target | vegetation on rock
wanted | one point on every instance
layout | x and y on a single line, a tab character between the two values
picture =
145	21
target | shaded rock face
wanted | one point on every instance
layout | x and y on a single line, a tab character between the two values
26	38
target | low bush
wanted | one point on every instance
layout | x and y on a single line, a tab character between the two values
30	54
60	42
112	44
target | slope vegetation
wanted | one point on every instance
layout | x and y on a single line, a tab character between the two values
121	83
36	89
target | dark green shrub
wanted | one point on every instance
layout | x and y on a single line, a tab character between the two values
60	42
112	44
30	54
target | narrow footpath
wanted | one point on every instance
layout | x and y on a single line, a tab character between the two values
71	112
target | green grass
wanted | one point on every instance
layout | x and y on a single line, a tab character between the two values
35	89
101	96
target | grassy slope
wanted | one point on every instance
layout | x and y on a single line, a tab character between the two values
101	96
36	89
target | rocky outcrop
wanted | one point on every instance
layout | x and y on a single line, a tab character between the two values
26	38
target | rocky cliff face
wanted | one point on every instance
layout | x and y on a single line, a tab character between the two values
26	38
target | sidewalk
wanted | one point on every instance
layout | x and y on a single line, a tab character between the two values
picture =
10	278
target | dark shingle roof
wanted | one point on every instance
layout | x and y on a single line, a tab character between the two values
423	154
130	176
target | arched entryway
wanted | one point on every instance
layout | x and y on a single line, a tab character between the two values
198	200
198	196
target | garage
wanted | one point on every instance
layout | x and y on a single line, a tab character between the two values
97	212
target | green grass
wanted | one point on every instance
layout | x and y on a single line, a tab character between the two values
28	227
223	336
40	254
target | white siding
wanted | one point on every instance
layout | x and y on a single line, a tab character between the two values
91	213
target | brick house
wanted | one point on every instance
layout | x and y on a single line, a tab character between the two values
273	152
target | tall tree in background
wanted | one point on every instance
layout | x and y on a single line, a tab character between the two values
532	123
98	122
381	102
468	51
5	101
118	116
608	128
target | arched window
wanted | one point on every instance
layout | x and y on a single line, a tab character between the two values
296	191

Assignment:
In the records above, some lines hold the word "face". Say how many, and nothing more.

Completed exercise:
2